**SOURCE TEXT:**
# # # # # # #

To get your own key do th following 
1. Create an account on https://platform.openai.com (as of September 8 2023, new accounts get a budget of 18$ to get started)
2. Log into your account
3. In the top-right corner, click on your account
4. Select "View API keys"
5. Generate a key by clicking on "Create new secret key"
6. Copy the generated key from the pop-up window and save it somewhere.

To use the key in this notebook, just replace 'replace this with an OpenAI API key' by your key in the cell above.


### Required installs

In [None]:
# Required installs
!pip install -q pm4py==2.7.3
!pip install -q openai
!pip install -q langchain[all]
!pip install -q chromadb

## 1. Event log analysis

In this hands-on exercise we will anaylze an event log using NLP techniques. In particular, we will analyze (a subset of) an [event log of a travel process](https://data.4tu.nl/datasets/db35afac-2133-40f3-a565-2dc77a9329a3) at a university, which was published in the context of the BPI Challenge 2020.

### 1.1 Importing and analyzing an event log with GPTs and pm4py

In this part, we will use a [Generative Pre-trained Transformer (GPT)](https://openai.com) and [pm4py](https://pm4py.fit.fraunhofer.de) to analyze the real-life event log. 

<small>
Alessandro Berti, Daniel Schuster, and Wil M. P. van der Aalst: Abstractions, Scenarios, and Prompt Definitions for Process Mining with LLMs: A Case Study. In: BPM 2023 Workshops.
</small>

#### Importing an event log (Google Colab)

In [None]:
!git clone https://github.com/a-rebmann/nlp4bpa

In [None]:
# Importing an example event log
import pm4py
travel_event_log = pm4py.read_xes("/content/nlp4bpa/content/PermitLog_small.xes")

In [None]:
travel_event_log

#### Importing an event log (locally)

In [None]:
# Importing an example event log
import pm4py
travel_event_log = pm4py.read_xes("content/PermitLog_small.xes")

In [None]:
travel_event_log

#### Describing the process captured in an event log

In [None]:
ans_desc = pm4py.openai.describe_process(travel_event_log, openai_model="gpt-3.5-turbo", api_key=os.environ["OPENAI_API_KEY"])
print(ans_desc)

This result is based on the following query, which abstracts the log to a directly-follows graph that is in turn described textually.

In [None]:
from pm4py.algo.querying.openai import log_to_dfg_descr
d_query = log_to_dfg_descr.apply(travel_event_log, parameters={})
d_query+= "can you provide a description of the process?"
print(d_query)

#### Checking for potentially undesired behavior

In [None]:
ans_ad = pm4py.openai.anomaly_detection(travel_event_log, openai_model="gpt-3.5-turbo", api_key=os.environ["OPENAI_API_KEY"])
print(ans_ad)

This result is obtained by a abstracting the event log to trace variants:

In [None]:
from pm4py.algo.querying.openai import log_to_variants_descr
a_query = log_to_variants_descr.apply(travel_event_log, parameters={})

# # # # # # #

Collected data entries
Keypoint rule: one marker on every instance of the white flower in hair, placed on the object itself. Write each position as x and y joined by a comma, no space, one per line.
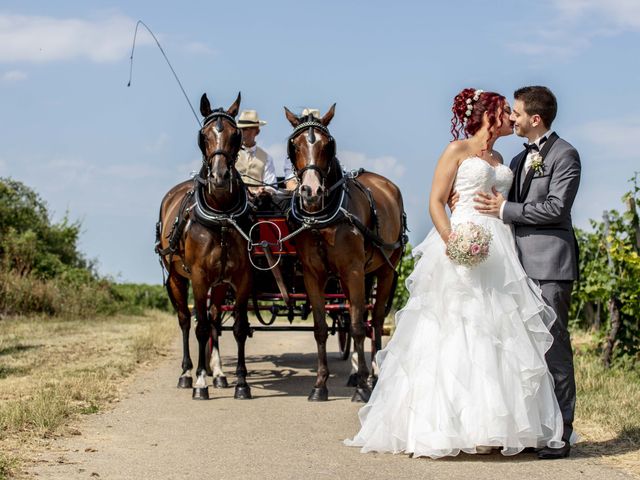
471,101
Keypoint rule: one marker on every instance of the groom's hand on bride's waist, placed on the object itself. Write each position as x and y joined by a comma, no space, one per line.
489,203
453,199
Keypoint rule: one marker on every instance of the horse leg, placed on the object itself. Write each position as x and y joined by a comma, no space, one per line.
178,290
353,375
353,284
215,362
384,290
241,332
315,284
203,334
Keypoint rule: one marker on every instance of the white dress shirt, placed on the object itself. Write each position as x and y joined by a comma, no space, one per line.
269,176
528,161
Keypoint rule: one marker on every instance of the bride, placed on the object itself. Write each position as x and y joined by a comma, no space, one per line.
465,369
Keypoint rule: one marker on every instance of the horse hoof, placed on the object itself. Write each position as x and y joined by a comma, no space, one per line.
318,394
243,392
185,382
361,395
220,382
200,393
353,380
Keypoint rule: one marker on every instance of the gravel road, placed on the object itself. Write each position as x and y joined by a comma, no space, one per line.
158,432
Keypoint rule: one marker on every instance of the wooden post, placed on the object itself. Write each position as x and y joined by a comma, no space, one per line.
631,205
614,311
614,316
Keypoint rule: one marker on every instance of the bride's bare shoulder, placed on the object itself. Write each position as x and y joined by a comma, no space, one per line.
497,156
456,151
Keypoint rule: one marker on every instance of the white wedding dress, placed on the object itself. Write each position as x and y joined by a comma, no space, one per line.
465,366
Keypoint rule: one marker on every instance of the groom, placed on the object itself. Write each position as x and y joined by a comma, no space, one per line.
546,180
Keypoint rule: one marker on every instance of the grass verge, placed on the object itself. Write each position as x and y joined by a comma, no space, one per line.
607,413
52,370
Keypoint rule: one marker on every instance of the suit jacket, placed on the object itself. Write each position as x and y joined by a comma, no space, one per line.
539,208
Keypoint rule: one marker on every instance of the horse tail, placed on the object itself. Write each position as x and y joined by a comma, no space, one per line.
392,294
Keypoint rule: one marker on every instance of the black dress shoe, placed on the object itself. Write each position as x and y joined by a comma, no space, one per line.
530,450
554,453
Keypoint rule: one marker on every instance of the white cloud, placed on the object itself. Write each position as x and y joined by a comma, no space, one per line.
199,48
38,39
386,165
158,145
575,24
609,157
619,14
615,137
13,76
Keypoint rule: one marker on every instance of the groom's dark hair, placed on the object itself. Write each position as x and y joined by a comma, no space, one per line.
538,101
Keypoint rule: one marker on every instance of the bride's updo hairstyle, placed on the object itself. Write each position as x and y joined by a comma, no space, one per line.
469,107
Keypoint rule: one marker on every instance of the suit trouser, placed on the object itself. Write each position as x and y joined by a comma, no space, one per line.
557,294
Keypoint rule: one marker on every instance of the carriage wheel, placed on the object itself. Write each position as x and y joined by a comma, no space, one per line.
344,336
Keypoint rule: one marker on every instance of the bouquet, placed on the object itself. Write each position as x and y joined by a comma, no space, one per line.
468,244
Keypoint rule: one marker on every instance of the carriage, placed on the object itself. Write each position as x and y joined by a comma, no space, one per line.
278,286
319,252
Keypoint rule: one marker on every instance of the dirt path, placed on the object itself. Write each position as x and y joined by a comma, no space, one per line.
158,432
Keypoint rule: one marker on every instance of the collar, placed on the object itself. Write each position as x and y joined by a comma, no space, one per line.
250,150
545,135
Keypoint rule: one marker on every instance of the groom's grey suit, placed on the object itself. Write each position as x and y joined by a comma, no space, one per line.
539,208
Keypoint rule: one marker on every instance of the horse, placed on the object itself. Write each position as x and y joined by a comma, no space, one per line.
353,226
199,239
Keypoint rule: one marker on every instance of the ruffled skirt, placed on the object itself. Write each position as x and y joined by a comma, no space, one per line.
466,364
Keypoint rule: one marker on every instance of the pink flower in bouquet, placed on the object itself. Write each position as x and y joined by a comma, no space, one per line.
468,244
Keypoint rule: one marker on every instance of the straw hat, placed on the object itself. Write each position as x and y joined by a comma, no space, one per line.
249,118
311,111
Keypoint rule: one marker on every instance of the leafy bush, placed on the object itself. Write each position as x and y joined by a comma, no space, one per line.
607,295
42,270
29,241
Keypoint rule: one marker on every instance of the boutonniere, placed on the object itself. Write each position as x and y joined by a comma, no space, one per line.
537,163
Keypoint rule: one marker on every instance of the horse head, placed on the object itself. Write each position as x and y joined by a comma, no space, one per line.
219,140
311,150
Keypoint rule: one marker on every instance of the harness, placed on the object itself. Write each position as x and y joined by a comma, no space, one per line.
194,205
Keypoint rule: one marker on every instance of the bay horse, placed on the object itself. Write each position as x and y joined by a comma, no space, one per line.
355,229
199,240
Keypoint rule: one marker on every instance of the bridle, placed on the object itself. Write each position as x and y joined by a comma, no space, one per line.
218,116
311,125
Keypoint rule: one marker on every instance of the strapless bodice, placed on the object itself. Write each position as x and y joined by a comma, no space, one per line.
474,175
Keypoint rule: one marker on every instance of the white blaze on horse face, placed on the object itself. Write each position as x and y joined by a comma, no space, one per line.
311,178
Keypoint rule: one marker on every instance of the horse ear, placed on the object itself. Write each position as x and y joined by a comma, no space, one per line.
293,119
329,115
233,109
205,106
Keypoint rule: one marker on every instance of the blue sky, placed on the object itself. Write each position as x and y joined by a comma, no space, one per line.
105,153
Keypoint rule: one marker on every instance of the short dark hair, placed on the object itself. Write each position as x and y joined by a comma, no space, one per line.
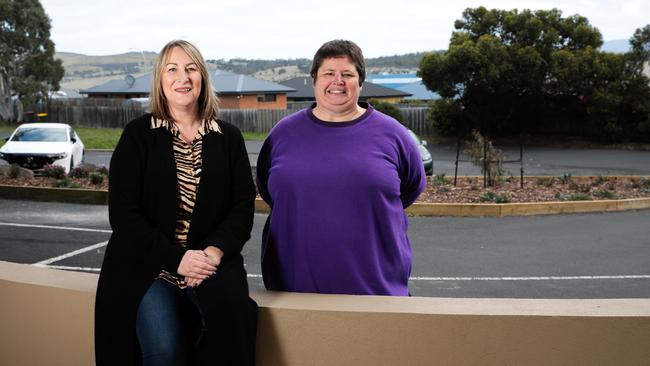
338,48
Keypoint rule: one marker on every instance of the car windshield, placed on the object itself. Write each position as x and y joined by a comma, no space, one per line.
414,137
40,134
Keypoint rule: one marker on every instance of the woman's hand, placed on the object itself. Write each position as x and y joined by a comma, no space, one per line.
196,266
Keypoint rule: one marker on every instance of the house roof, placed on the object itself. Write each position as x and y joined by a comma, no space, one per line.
418,91
223,83
305,89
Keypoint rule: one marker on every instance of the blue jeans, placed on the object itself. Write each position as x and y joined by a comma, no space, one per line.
164,324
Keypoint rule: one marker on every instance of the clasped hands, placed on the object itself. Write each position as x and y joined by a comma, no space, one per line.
198,265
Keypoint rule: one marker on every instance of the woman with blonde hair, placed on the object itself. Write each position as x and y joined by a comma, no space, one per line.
172,289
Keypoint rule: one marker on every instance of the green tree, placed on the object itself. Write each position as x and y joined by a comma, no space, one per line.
28,69
506,69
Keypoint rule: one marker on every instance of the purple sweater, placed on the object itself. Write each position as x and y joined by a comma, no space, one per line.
337,193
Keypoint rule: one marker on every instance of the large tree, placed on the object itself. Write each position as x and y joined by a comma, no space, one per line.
28,69
511,71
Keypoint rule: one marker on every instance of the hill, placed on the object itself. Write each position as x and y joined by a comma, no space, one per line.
84,71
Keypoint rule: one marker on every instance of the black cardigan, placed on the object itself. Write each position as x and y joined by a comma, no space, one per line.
142,205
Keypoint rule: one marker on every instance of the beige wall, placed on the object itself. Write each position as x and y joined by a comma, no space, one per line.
251,102
47,320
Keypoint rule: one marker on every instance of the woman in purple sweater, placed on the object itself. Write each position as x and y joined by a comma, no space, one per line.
338,177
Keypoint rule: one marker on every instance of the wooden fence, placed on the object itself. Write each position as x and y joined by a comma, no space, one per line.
116,113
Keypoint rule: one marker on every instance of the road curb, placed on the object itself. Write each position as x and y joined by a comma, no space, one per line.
100,197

# # # # # # #

Continue the event-log analysis notebook from its last line.

**THE ANSWER:**
a_query += "what are the main anomalies? An anomaly involves a strange ordering of the activities, or a significant amount of rework. Please only data and process specific considerations, not general considerations. Please sort the anomalies based on their seriousness."
print(a_query)

### 1.2 Creating functions for custom tasks: action and object extraction from event labels using LLMs
In this part, we will focus on an NPL task in the context of business process analysis.
We will show how such a task can be implemented using GPTs without any fine-tuning.

As an example, we will look at the extraction of business objecs and actions from event labels. 
The automated analysis of such labels based on traditional NLP techniques and based on transformers has been actively researched. It enables many downstream pre-processing tasks, such as the cleaning/standardization of activity labels and the automated assessment of the type of activity that is performed (we will explore both of these later in this notebook).

The central part of creating such a function is the creation of a "prompt" for the GPT. Designing a prompt is essentially how you “program” a GPT model, usually by providing instructions or some examples of how to successfully complete a task.

For our task, such a prompt can look like this:

In [None]:
task_prompt = """You are an expert activity label tagger system. 
Your task is to accept activity labels such as 'create purchase order' as input and provide a list of pairs, where each pair consists of the main action and the object it is applied on. 
For 'create purchase order', you would return [('create', 'purchase order')] and for 'purchase order' [('', 'purchase order')]. 
If actions are not provided as verbs, change them into verbs, e.g., for 'purchase order creation' you would hence return ('create', 'purchase order') as well. 
Also turn past tense actions into present tense ones, e.g., 'purchase order created' becomes ('create', 'purchase order') too. 
If multiple actions are applied to the same object, split this into multiple pairs, e.g., 'create and send purchase order' becomes [('create', 'purchase order'), ('send', 'purchase oder')]
If there is additional information, e.g., about who is performing the action or about an IT system that is involved, discard that. 
If there are any special characters, just replace them with whitespace. 

Under no circumstances (!) put any other text in your answer, only a (possibly empty) list of pairs with nothing before or after. 
In each pair the (optional) action comes first, followed by the object (if any).
If the activity label does not contain any actions, return an empty list , ie., []

Here is the activity label that shall be tagged.
Text:
"""

Next, we define the actual python function wrapping the task

In [None]:
def extract_object_action_pairs_from_label(label, model="gpt-3.5-turbo"):
    label_promt = task_prompt + " '" + label.lower() + "''"
    import openai
    openai.api_key = os.environ["OPENAI_API_KEY"]
    messages = [{"role": "user", "content": label_promt}]
    response = openai.ChatCompletion.create(model=model, messages=messages, temperature=0)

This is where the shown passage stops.